━━━ Records to process
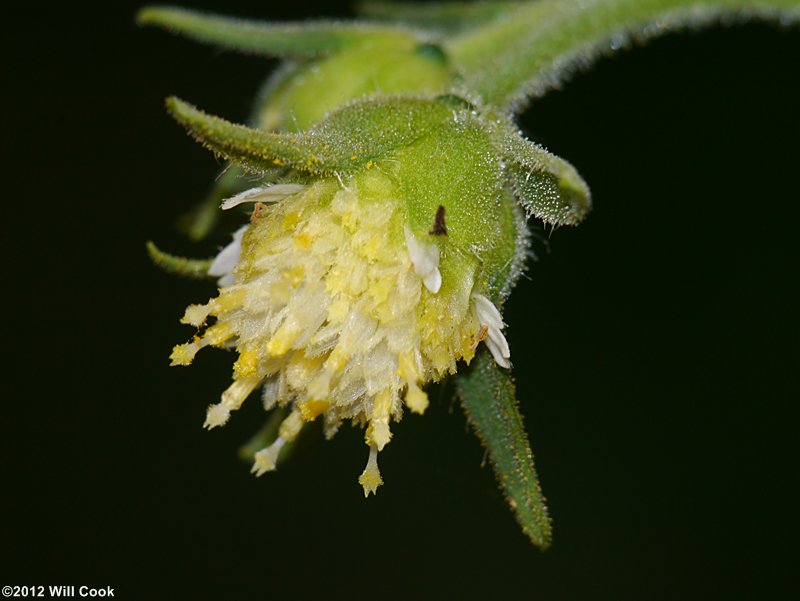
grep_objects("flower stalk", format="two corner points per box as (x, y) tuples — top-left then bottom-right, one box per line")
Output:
(138, 0), (800, 548)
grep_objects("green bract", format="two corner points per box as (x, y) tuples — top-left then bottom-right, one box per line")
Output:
(144, 0), (800, 548)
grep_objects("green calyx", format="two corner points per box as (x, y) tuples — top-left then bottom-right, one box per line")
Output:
━━━━━━
**What this task involves**: Rewrite every line of the data above, requests included, shifting each coordinate in the outputs by adding 95 to it. Leave the pictures out of your answer.

**Worked solution**:
grep_objects("flower stalk", format="two corner points per box as (x, y) tuples — top-left then bottom-right, one box per line")
Output:
(233, 95), (895, 643)
grep_objects("green bract", format="two corner points per box as (x, y) tuples — top-left then bottom-right, one box per line")
Output:
(239, 95), (895, 643)
grep_objects("green calyx", format="two corner points per box as (x, y) tuples — top-left then bottom-right, one box per line")
Output:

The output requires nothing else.